### [Task prompt]
All entries below are to be written out again exactly, but no picture is to be copied.

[Supplied material — start]

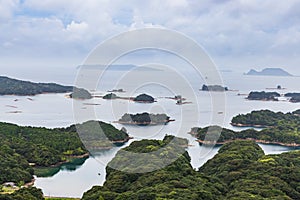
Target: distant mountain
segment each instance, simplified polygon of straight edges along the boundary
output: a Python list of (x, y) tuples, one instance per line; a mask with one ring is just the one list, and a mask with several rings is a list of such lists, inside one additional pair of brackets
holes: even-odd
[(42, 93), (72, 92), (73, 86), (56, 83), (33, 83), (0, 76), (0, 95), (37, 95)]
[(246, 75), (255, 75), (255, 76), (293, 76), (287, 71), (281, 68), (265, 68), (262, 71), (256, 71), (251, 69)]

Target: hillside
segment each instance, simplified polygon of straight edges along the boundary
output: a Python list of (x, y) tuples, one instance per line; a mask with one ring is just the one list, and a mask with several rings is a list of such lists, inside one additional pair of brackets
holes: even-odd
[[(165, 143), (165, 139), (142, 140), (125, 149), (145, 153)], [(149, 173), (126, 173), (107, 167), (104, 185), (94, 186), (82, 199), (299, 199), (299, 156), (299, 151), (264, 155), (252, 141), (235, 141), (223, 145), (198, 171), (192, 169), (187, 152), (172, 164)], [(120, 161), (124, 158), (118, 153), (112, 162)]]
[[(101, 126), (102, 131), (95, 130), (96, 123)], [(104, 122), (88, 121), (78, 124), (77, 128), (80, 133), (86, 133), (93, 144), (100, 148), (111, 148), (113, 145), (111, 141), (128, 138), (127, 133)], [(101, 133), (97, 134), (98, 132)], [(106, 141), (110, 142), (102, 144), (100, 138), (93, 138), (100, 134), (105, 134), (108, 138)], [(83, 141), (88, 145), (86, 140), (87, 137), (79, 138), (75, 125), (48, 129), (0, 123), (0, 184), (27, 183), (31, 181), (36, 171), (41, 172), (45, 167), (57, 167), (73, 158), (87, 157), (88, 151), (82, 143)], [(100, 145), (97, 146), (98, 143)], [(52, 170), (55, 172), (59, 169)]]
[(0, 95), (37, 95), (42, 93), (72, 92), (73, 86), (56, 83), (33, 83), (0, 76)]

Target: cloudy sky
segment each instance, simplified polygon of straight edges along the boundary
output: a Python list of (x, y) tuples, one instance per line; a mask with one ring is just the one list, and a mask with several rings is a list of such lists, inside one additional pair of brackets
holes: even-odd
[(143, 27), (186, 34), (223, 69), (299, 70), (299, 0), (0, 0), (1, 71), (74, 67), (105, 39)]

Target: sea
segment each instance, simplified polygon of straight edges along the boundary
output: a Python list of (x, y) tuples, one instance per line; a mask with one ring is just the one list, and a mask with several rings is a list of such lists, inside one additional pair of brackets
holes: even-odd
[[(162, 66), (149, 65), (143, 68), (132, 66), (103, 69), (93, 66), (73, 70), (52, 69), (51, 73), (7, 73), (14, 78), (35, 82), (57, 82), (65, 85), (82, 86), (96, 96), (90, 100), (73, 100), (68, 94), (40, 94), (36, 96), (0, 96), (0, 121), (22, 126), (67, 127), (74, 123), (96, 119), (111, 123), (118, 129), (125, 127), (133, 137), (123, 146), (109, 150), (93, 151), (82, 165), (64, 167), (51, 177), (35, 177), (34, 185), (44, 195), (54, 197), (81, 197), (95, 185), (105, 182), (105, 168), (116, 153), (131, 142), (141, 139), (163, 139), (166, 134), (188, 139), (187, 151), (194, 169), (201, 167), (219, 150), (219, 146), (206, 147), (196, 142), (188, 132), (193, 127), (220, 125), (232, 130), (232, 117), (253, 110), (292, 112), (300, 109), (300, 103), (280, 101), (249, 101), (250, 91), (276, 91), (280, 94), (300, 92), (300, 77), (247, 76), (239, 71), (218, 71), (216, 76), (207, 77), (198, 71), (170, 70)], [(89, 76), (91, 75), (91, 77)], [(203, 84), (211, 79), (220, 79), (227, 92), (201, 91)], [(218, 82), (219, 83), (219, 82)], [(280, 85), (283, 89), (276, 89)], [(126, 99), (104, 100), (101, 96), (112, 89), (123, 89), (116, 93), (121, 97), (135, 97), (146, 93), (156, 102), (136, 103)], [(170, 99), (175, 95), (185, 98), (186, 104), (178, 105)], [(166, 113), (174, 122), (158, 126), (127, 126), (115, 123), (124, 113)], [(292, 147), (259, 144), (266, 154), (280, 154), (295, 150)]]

[Supplied material — finish]

### [Result of this task]
Target: distant mountain
segment each instance, simplified polygon of straight edges along the boundary
output: a Python list of (x, y) tuples, one instance per line; a mask with one ring is just the one list, and a mask with several rings is a list of such lists, inside one additional pair of brackets
holes: even-odd
[(42, 93), (72, 92), (73, 86), (56, 83), (33, 83), (0, 76), (0, 95), (37, 95)]
[(246, 75), (255, 75), (255, 76), (293, 76), (287, 71), (281, 68), (265, 68), (262, 71), (256, 71), (251, 69)]

Target: hillside
segment each instance, simplified polygon of straight edges along the boundary
output: a Python list of (x, y) tuples, one instance per line; a mask with one ring is just the one list, and a mask with several rings is a list of such lists, inside one additional pair of brackets
holes: even-odd
[[(165, 143), (165, 139), (142, 140), (125, 149), (145, 153)], [(149, 173), (126, 173), (107, 167), (104, 185), (94, 186), (82, 199), (299, 199), (299, 156), (299, 151), (264, 155), (252, 141), (235, 141), (223, 145), (198, 171), (192, 169), (187, 152), (172, 164)], [(120, 161), (124, 158), (118, 153), (112, 162)]]
[[(101, 126), (102, 131), (95, 130), (96, 123)], [(104, 122), (88, 121), (78, 124), (77, 128), (80, 133), (86, 133), (93, 144), (100, 148), (111, 148), (113, 145), (111, 141), (128, 138), (127, 133)], [(101, 133), (97, 134), (98, 132)], [(106, 141), (110, 142), (102, 144), (100, 138), (93, 138), (100, 134), (105, 134), (108, 138)], [(83, 141), (88, 145), (86, 140), (87, 137), (79, 138), (75, 125), (48, 129), (0, 123), (0, 184), (27, 183), (31, 181), (36, 171), (41, 172), (45, 167), (57, 167), (73, 158), (87, 157), (88, 151), (82, 143)], [(100, 145), (97, 146), (98, 143)], [(52, 170), (55, 172), (59, 169)]]
[(0, 95), (37, 95), (42, 93), (72, 92), (73, 86), (56, 83), (33, 83), (0, 76)]

Target: cloudy sky
segment each instance, simplified polygon of straight edges along the boundary
output: a Python list of (x, y) tuples, one instance per line; a mask with one ring is just the one list, and a mask with several rings is a list of such lists, inside one additional pair of brackets
holes: even-odd
[(143, 27), (186, 34), (223, 69), (299, 70), (299, 0), (0, 0), (1, 71), (74, 67), (105, 39)]

Target: sea
segment each instance, simplified polygon of straight edges along the boundary
output: a Python list of (x, y) tuples, one instance per line; a mask with one ring is just the one list, and a mask with several rings is a list of such lists, inside one additional pair of brackets
holes: even-odd
[[(162, 66), (149, 65), (143, 68), (132, 66), (103, 69), (93, 66), (73, 70), (52, 69), (51, 73), (7, 73), (14, 78), (35, 82), (57, 82), (65, 85), (82, 86), (96, 96), (90, 100), (73, 100), (68, 94), (40, 94), (36, 96), (0, 96), (0, 121), (22, 126), (67, 127), (74, 123), (96, 119), (111, 123), (118, 129), (125, 127), (133, 137), (123, 146), (109, 150), (93, 151), (82, 165), (64, 167), (51, 177), (35, 177), (34, 185), (44, 195), (54, 197), (81, 197), (95, 185), (105, 182), (105, 168), (116, 153), (131, 142), (141, 139), (163, 139), (166, 134), (188, 139), (187, 151), (194, 169), (201, 167), (219, 150), (219, 146), (206, 147), (196, 142), (188, 132), (193, 127), (220, 125), (232, 130), (232, 117), (253, 110), (292, 112), (300, 109), (300, 103), (280, 101), (249, 101), (250, 91), (276, 91), (280, 94), (300, 92), (300, 77), (247, 76), (239, 71), (218, 71), (216, 76), (207, 77), (198, 71), (170, 70)], [(89, 76), (91, 75), (91, 77)], [(203, 84), (211, 79), (220, 79), (227, 92), (201, 91)], [(218, 82), (219, 83), (219, 82)], [(280, 85), (283, 89), (276, 89)], [(126, 99), (104, 100), (101, 96), (112, 89), (123, 89), (116, 93), (121, 97), (135, 97), (146, 93), (156, 102), (136, 103)], [(170, 99), (175, 95), (185, 98), (186, 104), (178, 105)], [(166, 113), (174, 122), (158, 126), (127, 126), (115, 123), (124, 113)], [(292, 147), (259, 144), (266, 154), (280, 154), (295, 150)]]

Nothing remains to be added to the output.